PASSAGE:
--*--
The paper also advises business owners to manage projects across five dimensions that apply to infrastructure projects and consider participants' digital twin maturity levels. Dimensions include:
- Organizational structure to define the participants in a digital building lifecycle and their interactions;
- Organizational performance to incorporate process, results, and predictive metrics into KPIs and dashboards;
- Use and enhancement of the digital thread to support organizational structure and enable digital transactions;
- Integration of business functions, including additions to the digital thread in terms of scope, cost, schedule, assets, sustainability, risk, and supporting functions; and
- Use of catalog and repeatable design and construction elements.
Digital Twin Consortium is reportedly working on additional projects to enable infrastructure stakeholders to measure and monitor maturity levels. These include a questionnaire with a scoring matrix, use cases to help them understand context, and guides to help improve digital twin maturity levels.
Digital Twin Industry Incorporation
In 2020, the United States Navy was reported to have begun exploring the use of a new digital software to help combat shipboard repairs and maintenance services. The digital twin technology was comprised of IT networks where maintenance engineers located at surface warfare centers could identify damage, corrosion and alignment issues more quickly. The practice aids crews in being more proactive about the vessel’s maintenance prior to docking at the port.
“Our ability as in-service engineers to support the fleet currently requires extensive onsite personnel in order to identify configuration, damage, corrosion and other mechanical issues,” Alan Jaeger, manager of Naval Sea Systems Command’s Office of Research and Technology Applications, said in a statement at the time.
“The concept of a ‘digital twin’ or as-built models of surface ships provides extensive opportunities to better serve the fleet. Imagine being able to not only collect valuable information without placing maintenance personnel in potentially hazardous situations, but to also do it with the ship underway while obtaining better and more accurate data in the process."
--*--
PROVIDED DATA:

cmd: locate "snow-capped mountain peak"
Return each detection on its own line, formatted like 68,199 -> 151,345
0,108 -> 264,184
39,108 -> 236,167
--*--
WHAT IS EXPECTED:
Continue the digital twin text from the point where it stops. The material that comes next stands apart from the digital twin text.

RIGHT ANSWER:
The research into the technology launched after the Naval Surface Warfare Center in Port Hueneme, California, signed a Cooperative Research and Development Agreement with unmanned aerial systems company, Aerial Alchemy, in June 2018.
Through the agreement, the team started looking into how digital twins could be used and began by producing a digital twin of the research vessel “Independence” in addition to other ships in the U.S.S. Theodore Roosevelt strike group.
Prior to the agreement, the Navy was still commonly using the Consolidated Afloat Networks and Enterprise Services program, which aims to move all its ships toward a common IT baseline. However, because every ship is different, the move to a digital twin approach has developers exploring more accurate models of vessels in a real-world network at any particular point in time.
To create a digital twin, Aerial Alchemy first worked to define the appropriate amount of remote-sensing technologies that would be needed to design a purpose-built unmanned aerial system. According to reports, Aerial used LiDAR and hyperspectral imaging, which is able to analyze information collected from across an electromagnetic spectrum.
The technology can also detect corrosion, as paint reflects radiation differently if there is underlying rust.
Scans from drones and onboard photogrammetry were used as well, to create a time-based, geotagged, metadata-dense models of the Independence. The Federal Laboratory Consortium for Technology Transfer reports that these models are much more actionable datasets which can lead to a reduction in maintenance costs and human error because engineers are now able to make decisions prior to failure by degradation.
Once collected, the information is collected for operation in a commercial cloud environment where maintenance engineers (both on and offshore) can develop solutions.
The project was part NSWC’s Naval Innovative Science and Engineering research on technologies that can advance the future of in-service engineering. The Federal Technology Transfer Act of 1986 allows warfare centers and research laboratories to collaborate with industry and academic in research, engineering and technology development.
Earlier this year, officials from Collins Engineers were reported to be working with the Minnesota Department of Transportation on incorporating Microsoft HoloLens headsets with software from Bentley Systems. The use of the technology was expected to speed up the inspection process on the James J. Hill Stone Arch Bridge while the project works through the design phase.
According to reports, the HoloLens headsets work by incorporating high-resolution drone photographs of the structure and piecing them together in a sort of “reality mesh” 3D model comprised of millions of polygons. The result creates what Bentley describes as a mixed-reality workflow, which aims to combine inspection photographs with physically being onsite, without actually having to be onsite.
The technology is currently part of Bentley’s AssetWise system, and the reality meshes are linked up to the digital twins maintained of existing structures.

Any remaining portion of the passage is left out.